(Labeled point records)
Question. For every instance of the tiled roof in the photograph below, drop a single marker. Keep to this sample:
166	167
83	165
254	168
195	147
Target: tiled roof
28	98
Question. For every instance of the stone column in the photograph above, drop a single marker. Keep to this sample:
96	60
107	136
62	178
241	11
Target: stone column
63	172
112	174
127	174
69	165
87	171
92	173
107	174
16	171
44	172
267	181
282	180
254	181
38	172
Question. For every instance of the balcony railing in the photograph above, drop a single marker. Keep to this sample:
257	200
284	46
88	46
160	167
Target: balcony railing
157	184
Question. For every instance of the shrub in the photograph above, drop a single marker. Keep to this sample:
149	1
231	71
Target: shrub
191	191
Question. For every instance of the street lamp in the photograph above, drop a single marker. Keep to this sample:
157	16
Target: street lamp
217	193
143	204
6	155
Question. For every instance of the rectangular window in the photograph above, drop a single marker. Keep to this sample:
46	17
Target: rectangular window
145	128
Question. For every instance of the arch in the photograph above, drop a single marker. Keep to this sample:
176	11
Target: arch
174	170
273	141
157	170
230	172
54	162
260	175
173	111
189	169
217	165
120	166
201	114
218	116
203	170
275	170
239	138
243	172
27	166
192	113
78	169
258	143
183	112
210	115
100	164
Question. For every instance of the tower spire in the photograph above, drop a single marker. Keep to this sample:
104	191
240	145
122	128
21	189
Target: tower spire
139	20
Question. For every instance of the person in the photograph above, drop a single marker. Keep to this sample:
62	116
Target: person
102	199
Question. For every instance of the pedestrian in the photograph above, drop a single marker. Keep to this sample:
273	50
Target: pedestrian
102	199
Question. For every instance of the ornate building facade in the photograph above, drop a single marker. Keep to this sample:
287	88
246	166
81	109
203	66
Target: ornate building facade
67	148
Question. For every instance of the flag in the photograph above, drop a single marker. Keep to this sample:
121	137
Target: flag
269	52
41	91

| Exercise instructions |
Can you copy all of the entries above, keeping every line identical to the original?

| Exercise answer |
Question. For every instance of the tiled roof in the photograph below, drop a single marker. Keep to this sample:
166	167
83	165
254	168
195	147
Target: tiled roof
28	98
Question. For every instance of the stone column in the photograph above, drop a single marker. Keep to this sample:
96	60
107	136
62	178
241	11
Target: stone column
63	172
112	174
127	174
69	165
87	171
92	173
107	174
16	171
44	172
267	181
282	180
254	181
38	172
Question. For every instance of the balcony railing in the photograph above, drop a single marker. Keep to this sample:
257	200
284	46
88	46
160	167
Target: balcony railing
157	184
Question. For every instance of the shrub in the photograph above, drop a single marker. Keep to this sample:
149	1
231	71
Target: shrub
191	191
Question. For every instance of the street lamp in the photograph above, drop a single marker. Keep to this sample:
157	16
Target: street lamp
217	193
143	204
6	155
Question. For every instance of the rectangular window in the photograph above, drop a single marker. Keep to this sample:
46	17
Target: rectangular window
145	128
Question. For every instance of the arch in the photograph above, drop a single marker. Keep to this sample:
176	11
Target: arch
174	170
273	141
157	170
230	172
54	162
260	175
173	111
189	169
217	165
120	166
201	114
218	116
203	170
275	170
239	138
243	172
27	166
192	113
78	169
258	143
183	112
210	115
100	164
Question. For every instance of the tower spire in the photograph above, drop a single marker. Keep to this sample:
104	191
240	145
122	128
21	189
Target: tower spire
139	20
Question. For every instance of the person in the photograph above, drop a single marker. Keep to this sample:
62	116
Target: person
102	199
Question. For every instance of the pedestrian in the photograph above, drop a single marker. Keep to this sample:
273	50
Target: pedestrian
102	199
Question. For every instance of the ornate building facade in the photograph above, drop a single marker. Keep to this sample:
287	88
246	166
81	109
203	66
Target: ornate building facade
67	148
Question. For every instance of the flag in the photograph above, drop a single marker. Keep to this sample:
121	137
Target: flag
269	52
41	91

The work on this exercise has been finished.